### Task objective
Copy out the entries below with every instance of "marker" replaced by "dot" and nothing else altered. Leave the pictures out of your copy.

### Input for this task
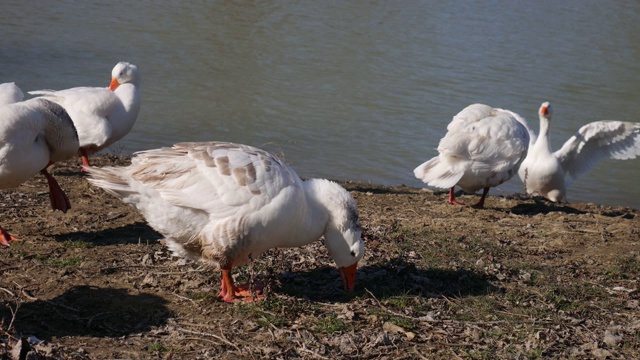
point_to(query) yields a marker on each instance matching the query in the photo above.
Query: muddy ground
(519, 279)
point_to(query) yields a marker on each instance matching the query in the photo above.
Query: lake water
(353, 90)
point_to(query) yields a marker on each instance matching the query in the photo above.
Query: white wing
(594, 141)
(215, 177)
(10, 93)
(89, 108)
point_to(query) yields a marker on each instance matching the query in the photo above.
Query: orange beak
(348, 275)
(114, 84)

### Exercise result
point_to(query) yields a dot on each instance matching the query in the photo above.
Query: muddy ground
(519, 279)
point_to(query) yields a dot on each instance matching the query in the photo above.
Query: lake water
(353, 90)
point_to(query) yields a dot on each instance matching the query in the photo above.
Query: white wing
(594, 141)
(215, 177)
(10, 93)
(89, 108)
point_to(query) yields a dot on each instance matching the query in the photo above.
Query: orange beak
(348, 275)
(114, 84)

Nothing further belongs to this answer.